Traduisez en anglais cette phrase du texte sur la lettre d'Albert II : « La lettre est adressée au secrétaire particulier du Premier ministre. »

─── Texte fourni ───

Albert II, en pleurs, au Palais

FRANCIS VAN DE WOESTYNE Publié le - Mis à jour le 

 

 

BELGIQUE 
 
Un porteur dépose une lettre en provenance du Belvédère au "16" rue de la Loi. Personne ne se doute de son contenu. 13h15, le Roi, ému, explique aux vice-Premiers qu'il n'en peut plus. 
Il est huit heures du matin, ce mercredi 3 juillet 2013. La rue de la Loi est détrempée par cette pluie qui est tombée toute la nuit. Les gens se rendent mollement à leur travail, fatigués sans doute de cet été qui n’arrive pas, de ces vacances encore lointaines. Une voiture noire se gare devant le "16", rue de la Loi. La personne qui en descend sait-elle qu’elle porte dans ses mains une enveloppe blanche dans laquelle est glissée une lettre d’une seule page, une lettre qui va changer le cours de l’Histoire de la Belgique, une lettre dont le contenu va bouleverser le déroulement de cette journée qui commence mais aussi de toutes les journées qui vont suivre ? Non, sans doute.

La lettre est adressée au secrétaire particulier du Premier ministre. C’est la procédure habituelle de transmission des documents du Palais royal. Le secrétaire particulier d’Elio Di Rupo, sait-il, quand il prend l’enveloppe, quand il l’ouvre, quand il extrait le document, qu’il va lire 11 phrases, 22 lignes, d’une portée politique considérable ? Non, sans doute.

Mais quand la lettre arrive entre les mains du destinataire, le Premier ministre, celui-ci ne peut se dire totalement surpris. Même si, comme le révèlent les ordres du jour, ce mercredi 3 juillet devait se dérouler "normalement" : kern de 9 heures à 11 heures, réunions diverses. Et puis, Elio Di Rupo devait se rendre à Berlin l’après-midi. C’est dire s’il ne s’attendait pas à recevoir cette missive ce mercredi 3 juillet. Sans doute l’attendait-il, mais un autre jour.

En effet, lors de précédentes rencontres avec le chef de l’Etat, le sujet de l’abdication a été abordé à plusieurs reprises. Et comme le révèle cette lettre qu’Elio Di Rupo tient maintenant dans ses doigts, qu’il lit et relit, le Roi a prêté la plus grande attention aux "considérations légitimes" que le Premier ministre a émises lors de précédents colloques singuliers. Ce document, qui traversera l’Histoire, démontre aussi qu’Elio Di Rupo a demandé au Roi de prendre un temps de réflexion avant de se décider à abdiquer. Mais apparemment, les "considérations légitimes" formulées par le Premier ministre n’ont pas modifié la volonté d’Albert II. Di Rupo lit la troisième ligne : "C’est avec regret mais aussi en âme et conscience que je vous confirme, par la présente lettre, la teneur du message dont je vous ai fait part."

─── Données fournies ───

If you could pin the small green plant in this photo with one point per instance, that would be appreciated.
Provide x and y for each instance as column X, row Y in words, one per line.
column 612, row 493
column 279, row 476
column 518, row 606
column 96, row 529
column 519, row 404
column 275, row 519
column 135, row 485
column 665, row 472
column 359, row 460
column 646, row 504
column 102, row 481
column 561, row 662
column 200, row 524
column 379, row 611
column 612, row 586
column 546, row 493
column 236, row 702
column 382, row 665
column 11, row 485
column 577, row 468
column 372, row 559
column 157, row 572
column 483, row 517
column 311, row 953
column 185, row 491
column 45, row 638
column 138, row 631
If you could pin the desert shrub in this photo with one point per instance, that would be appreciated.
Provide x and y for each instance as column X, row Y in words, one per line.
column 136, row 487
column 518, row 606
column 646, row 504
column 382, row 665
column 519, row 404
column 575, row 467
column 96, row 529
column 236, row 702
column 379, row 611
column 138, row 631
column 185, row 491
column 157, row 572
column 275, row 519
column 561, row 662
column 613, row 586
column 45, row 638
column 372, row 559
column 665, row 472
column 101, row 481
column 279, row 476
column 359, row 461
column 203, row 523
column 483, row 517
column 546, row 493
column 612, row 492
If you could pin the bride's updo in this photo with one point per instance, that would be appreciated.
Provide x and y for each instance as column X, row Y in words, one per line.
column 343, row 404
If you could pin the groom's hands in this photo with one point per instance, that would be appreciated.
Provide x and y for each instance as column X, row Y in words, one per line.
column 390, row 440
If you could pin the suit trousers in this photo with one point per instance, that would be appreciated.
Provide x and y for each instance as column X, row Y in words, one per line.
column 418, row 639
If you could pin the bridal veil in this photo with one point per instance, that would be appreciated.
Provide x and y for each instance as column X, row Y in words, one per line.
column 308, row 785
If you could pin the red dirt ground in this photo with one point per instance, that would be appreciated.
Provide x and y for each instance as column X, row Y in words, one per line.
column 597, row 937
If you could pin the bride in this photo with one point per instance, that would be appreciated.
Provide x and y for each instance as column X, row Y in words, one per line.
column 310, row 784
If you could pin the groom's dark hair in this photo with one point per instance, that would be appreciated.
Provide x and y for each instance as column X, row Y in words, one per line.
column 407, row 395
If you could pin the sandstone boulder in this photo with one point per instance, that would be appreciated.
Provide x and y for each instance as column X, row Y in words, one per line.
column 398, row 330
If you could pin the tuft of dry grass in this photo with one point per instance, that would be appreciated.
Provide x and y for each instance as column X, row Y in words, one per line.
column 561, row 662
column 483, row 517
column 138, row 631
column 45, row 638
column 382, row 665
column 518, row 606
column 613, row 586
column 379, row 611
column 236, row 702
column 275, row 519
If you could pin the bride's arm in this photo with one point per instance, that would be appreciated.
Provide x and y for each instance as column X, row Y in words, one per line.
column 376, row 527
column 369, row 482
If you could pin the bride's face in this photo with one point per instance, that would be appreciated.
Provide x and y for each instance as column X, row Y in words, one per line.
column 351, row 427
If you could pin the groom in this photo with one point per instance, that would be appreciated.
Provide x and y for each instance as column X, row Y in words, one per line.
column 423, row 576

───

**Réponse à l'exercice**
The letter is addressed to the Prime Minister's private secretary.